- Region outline entries:
* * * *

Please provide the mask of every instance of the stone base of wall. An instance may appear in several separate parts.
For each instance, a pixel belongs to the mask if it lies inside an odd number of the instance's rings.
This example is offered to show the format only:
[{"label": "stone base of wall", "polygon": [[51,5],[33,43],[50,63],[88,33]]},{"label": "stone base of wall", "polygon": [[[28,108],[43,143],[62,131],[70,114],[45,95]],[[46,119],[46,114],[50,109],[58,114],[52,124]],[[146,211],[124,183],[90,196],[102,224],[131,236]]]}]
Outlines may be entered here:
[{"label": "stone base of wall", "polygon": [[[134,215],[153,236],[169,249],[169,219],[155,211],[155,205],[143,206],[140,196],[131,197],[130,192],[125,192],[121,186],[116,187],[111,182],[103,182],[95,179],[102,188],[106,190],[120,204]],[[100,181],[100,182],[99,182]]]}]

* * * *

- Written request: Show every line of the entries above that contains the string "instance", matching its case exactly.

- Solution below:
Please provide the mask of every instance of the stone base of wall. An instance may appear in several separate parts.
For each instance, a pixel belongs to the mask if it lies inside an odd number of the instance's rings.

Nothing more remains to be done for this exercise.